● The problem: All lines in the records below that hold "rock" are to be shown.
___ Material for this exercise ___
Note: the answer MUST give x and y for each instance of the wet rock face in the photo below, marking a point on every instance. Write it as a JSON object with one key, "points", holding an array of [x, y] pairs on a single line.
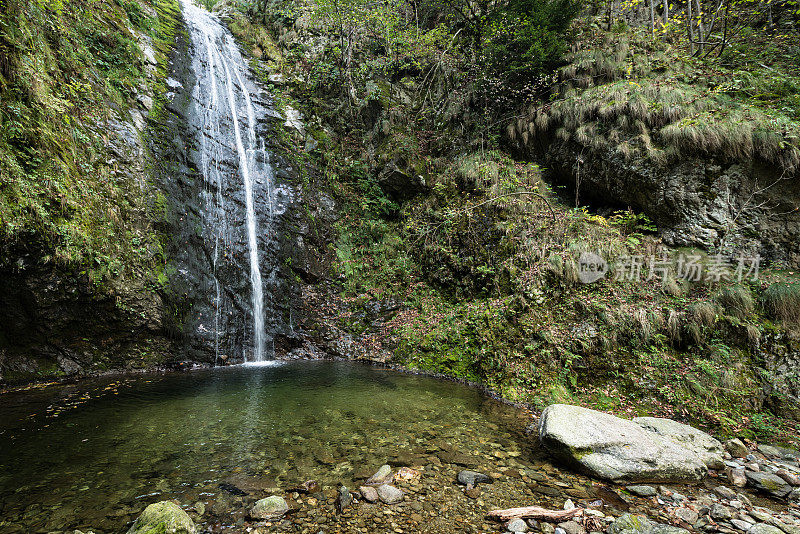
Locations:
{"points": [[201, 169], [620, 450], [697, 202], [54, 321]]}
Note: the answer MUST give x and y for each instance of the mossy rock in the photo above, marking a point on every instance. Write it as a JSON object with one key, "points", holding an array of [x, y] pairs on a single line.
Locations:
{"points": [[163, 518]]}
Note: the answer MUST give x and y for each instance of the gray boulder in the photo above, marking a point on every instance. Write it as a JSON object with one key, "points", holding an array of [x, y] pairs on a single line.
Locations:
{"points": [[639, 524], [163, 517], [736, 448], [616, 449], [703, 445]]}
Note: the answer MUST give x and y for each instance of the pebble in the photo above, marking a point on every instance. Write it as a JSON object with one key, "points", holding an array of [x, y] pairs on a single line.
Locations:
{"points": [[725, 493], [472, 478], [369, 493], [571, 527], [687, 514], [642, 491], [389, 494], [517, 525], [721, 512]]}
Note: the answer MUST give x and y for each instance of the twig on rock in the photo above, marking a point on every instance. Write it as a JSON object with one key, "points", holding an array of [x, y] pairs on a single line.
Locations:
{"points": [[533, 512]]}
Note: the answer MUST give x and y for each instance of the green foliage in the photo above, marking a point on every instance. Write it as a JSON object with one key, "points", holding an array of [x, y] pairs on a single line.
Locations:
{"points": [[523, 39], [782, 301], [65, 67]]}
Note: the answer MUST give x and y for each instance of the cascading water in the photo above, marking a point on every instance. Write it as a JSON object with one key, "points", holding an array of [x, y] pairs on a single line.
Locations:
{"points": [[235, 222]]}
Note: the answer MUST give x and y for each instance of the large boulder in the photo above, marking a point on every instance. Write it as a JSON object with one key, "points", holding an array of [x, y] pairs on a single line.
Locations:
{"points": [[617, 449], [639, 524], [706, 447], [163, 518]]}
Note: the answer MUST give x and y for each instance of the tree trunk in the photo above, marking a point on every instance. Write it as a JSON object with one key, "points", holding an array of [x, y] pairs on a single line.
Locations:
{"points": [[701, 33], [690, 25]]}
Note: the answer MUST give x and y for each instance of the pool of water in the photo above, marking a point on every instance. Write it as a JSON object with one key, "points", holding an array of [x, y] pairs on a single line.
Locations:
{"points": [[95, 453]]}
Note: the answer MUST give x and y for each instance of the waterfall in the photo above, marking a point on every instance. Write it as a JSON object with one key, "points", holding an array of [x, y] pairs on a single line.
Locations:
{"points": [[230, 149]]}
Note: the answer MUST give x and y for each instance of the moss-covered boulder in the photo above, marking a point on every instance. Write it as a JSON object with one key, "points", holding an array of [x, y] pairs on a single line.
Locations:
{"points": [[163, 518]]}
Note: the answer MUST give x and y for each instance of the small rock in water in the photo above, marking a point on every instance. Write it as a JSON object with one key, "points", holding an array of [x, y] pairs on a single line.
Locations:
{"points": [[472, 492], [572, 527], [344, 499], [517, 525], [761, 528], [687, 514], [389, 494], [233, 490], [369, 493], [382, 475], [472, 478], [790, 478], [269, 508], [770, 451], [769, 483], [163, 516], [406, 474], [725, 493], [737, 477], [642, 491], [736, 448], [721, 512]]}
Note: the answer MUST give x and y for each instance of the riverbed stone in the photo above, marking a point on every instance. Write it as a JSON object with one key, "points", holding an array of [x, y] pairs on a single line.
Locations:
{"points": [[769, 483], [639, 524], [369, 493], [383, 474], [389, 494], [163, 517], [738, 477], [517, 525], [763, 528], [618, 449], [270, 507], [472, 478], [642, 490], [687, 514]]}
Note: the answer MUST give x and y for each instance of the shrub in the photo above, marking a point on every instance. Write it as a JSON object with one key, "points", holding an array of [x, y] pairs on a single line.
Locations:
{"points": [[736, 301], [782, 301]]}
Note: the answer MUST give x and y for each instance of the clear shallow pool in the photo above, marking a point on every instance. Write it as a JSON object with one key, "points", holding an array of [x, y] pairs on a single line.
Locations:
{"points": [[93, 454]]}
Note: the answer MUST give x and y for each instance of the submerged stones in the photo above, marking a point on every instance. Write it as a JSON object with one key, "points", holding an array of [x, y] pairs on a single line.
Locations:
{"points": [[163, 518], [769, 483], [473, 478], [645, 449], [389, 494], [639, 524], [269, 508]]}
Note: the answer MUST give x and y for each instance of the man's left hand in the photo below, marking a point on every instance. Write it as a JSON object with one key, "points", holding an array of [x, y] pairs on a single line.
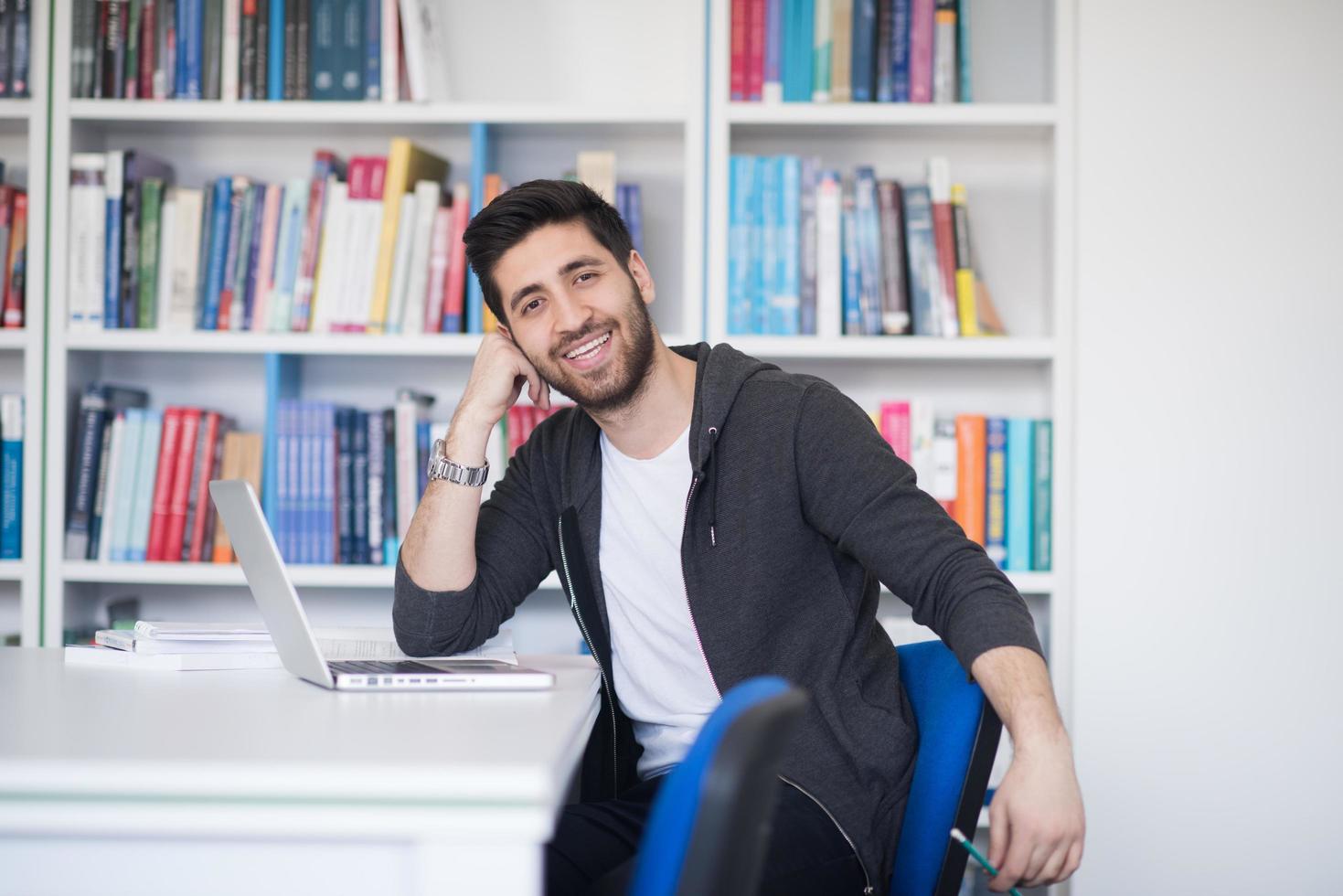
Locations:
{"points": [[1036, 819]]}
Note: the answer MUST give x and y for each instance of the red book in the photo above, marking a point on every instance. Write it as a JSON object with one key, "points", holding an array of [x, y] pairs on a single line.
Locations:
{"points": [[738, 91], [208, 455], [895, 427], [180, 493], [163, 483], [15, 271]]}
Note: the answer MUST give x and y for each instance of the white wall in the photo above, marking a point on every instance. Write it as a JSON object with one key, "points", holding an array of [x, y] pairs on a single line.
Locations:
{"points": [[1209, 690]]}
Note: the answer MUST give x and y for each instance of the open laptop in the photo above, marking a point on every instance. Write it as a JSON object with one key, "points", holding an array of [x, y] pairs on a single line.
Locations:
{"points": [[288, 624]]}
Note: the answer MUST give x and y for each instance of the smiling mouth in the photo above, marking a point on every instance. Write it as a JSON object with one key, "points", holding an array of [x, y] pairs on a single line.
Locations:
{"points": [[590, 348]]}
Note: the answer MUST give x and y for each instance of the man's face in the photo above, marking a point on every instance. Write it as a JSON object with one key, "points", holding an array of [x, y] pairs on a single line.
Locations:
{"points": [[578, 316]]}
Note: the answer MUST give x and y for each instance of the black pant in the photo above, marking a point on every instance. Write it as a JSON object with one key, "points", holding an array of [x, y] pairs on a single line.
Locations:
{"points": [[807, 853]]}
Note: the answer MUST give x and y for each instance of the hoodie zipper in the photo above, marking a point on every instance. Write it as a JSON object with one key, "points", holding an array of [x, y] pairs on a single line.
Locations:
{"points": [[844, 833], [685, 524], [587, 640]]}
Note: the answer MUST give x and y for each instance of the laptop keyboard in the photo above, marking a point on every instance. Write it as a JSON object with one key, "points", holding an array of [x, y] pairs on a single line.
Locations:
{"points": [[386, 667]]}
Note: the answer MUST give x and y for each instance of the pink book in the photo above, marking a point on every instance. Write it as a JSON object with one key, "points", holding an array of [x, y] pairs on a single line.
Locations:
{"points": [[440, 260], [455, 293], [920, 50], [895, 427], [266, 257]]}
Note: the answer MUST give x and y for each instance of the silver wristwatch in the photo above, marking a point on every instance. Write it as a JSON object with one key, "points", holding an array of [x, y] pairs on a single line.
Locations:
{"points": [[440, 468]]}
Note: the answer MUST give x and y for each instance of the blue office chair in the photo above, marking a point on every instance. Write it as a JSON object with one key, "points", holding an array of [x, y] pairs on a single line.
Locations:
{"points": [[709, 825], [958, 739]]}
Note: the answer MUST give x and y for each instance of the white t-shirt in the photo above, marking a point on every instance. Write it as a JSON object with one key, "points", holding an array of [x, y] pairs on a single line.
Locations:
{"points": [[661, 676]]}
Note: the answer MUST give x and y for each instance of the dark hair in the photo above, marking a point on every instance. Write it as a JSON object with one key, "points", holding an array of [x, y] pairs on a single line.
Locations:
{"points": [[517, 212]]}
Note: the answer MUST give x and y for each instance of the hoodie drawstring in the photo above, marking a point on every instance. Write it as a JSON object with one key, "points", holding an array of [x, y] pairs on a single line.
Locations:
{"points": [[713, 491]]}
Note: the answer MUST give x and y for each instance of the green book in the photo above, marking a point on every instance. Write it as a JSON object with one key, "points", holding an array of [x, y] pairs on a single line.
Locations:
{"points": [[1042, 498], [146, 274]]}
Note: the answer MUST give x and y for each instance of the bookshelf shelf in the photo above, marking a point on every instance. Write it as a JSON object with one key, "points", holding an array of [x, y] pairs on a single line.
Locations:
{"points": [[916, 348], [229, 574], [367, 113], [1037, 117]]}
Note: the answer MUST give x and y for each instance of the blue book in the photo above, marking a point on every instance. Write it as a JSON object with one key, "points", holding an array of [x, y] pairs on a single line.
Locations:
{"points": [[739, 245], [374, 51], [849, 263], [900, 51], [996, 491], [786, 308], [137, 538], [358, 520], [771, 168], [862, 60], [222, 208], [922, 252], [11, 477], [346, 483], [114, 180], [1021, 468], [275, 63], [480, 165]]}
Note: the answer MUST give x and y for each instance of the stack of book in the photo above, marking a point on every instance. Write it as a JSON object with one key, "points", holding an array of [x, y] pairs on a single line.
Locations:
{"points": [[993, 475], [371, 245], [257, 50], [814, 254], [850, 51]]}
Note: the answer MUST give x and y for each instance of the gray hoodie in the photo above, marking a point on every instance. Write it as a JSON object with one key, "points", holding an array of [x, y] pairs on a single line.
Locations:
{"points": [[796, 509]]}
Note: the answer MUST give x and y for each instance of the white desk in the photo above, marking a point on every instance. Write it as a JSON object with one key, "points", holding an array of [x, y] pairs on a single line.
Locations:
{"points": [[254, 782]]}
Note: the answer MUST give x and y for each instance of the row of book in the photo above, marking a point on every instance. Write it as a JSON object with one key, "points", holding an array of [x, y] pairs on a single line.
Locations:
{"points": [[850, 51], [818, 254], [15, 48], [993, 475], [14, 251], [243, 50], [368, 245], [140, 478]]}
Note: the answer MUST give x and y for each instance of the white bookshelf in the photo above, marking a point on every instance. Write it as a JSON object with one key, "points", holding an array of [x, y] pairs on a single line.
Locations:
{"points": [[23, 146], [540, 109]]}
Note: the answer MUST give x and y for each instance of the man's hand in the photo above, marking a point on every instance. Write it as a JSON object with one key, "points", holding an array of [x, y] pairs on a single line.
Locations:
{"points": [[1036, 821], [496, 382]]}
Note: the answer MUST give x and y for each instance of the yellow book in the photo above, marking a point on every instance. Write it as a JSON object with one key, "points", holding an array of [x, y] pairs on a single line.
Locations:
{"points": [[493, 187], [965, 304], [406, 164]]}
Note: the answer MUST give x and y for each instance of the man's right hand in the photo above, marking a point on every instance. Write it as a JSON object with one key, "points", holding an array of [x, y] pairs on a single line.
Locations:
{"points": [[497, 377]]}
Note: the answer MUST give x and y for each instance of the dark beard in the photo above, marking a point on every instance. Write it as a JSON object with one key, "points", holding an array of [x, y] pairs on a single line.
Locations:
{"points": [[624, 378]]}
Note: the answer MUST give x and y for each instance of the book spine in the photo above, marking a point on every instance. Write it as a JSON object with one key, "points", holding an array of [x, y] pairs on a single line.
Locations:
{"points": [[1042, 500], [996, 491], [11, 477], [162, 507], [971, 466]]}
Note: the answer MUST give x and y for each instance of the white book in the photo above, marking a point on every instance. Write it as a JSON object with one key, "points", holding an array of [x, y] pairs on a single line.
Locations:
{"points": [[400, 269], [183, 258], [424, 208], [331, 261], [88, 238], [80, 655], [116, 539], [391, 57], [109, 496], [829, 257], [229, 51]]}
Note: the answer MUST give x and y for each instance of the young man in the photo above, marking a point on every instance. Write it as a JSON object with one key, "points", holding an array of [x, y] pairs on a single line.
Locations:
{"points": [[712, 518]]}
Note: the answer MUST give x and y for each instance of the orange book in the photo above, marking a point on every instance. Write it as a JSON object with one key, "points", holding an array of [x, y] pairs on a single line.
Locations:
{"points": [[493, 187], [971, 465]]}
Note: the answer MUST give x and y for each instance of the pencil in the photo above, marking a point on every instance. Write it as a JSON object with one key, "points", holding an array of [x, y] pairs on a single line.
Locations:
{"points": [[961, 838]]}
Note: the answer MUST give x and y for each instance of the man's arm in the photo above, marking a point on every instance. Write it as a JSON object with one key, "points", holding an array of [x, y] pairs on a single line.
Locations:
{"points": [[1036, 821], [444, 601]]}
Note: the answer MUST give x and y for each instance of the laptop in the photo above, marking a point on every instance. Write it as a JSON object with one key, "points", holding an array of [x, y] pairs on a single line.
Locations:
{"points": [[293, 637]]}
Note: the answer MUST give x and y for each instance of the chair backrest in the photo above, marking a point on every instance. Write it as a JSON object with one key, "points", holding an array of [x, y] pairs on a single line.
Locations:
___
● Completed exercise:
Note: the answer MUST give x and y for each instance of the wet rock face in the photo below, marking a point on every instance. Write it as a JSON object with one key, "points", holding an array of [x, y] pairs on a single line.
Note: the answer MUST give x and y for each instance of the mossy rock in the photo above, marking a point on every instance. Write it as a JSON object with one key, "points", holding an array of [x, y] pairs on a single line.
Note: the answer MUST give x and y for each instance of the twig on rock in the photo above, marking a point on every instance. Write it as a JSON object with one key, "points", holding an array of [x, y] pairs on a single line.
Note: the answer MUST give x and y for each instance of the small rock in water in the photo above, marking a point on every instance. Write it as a JSON object with one key, "points", holding an array of [x, y] pairs on a single line.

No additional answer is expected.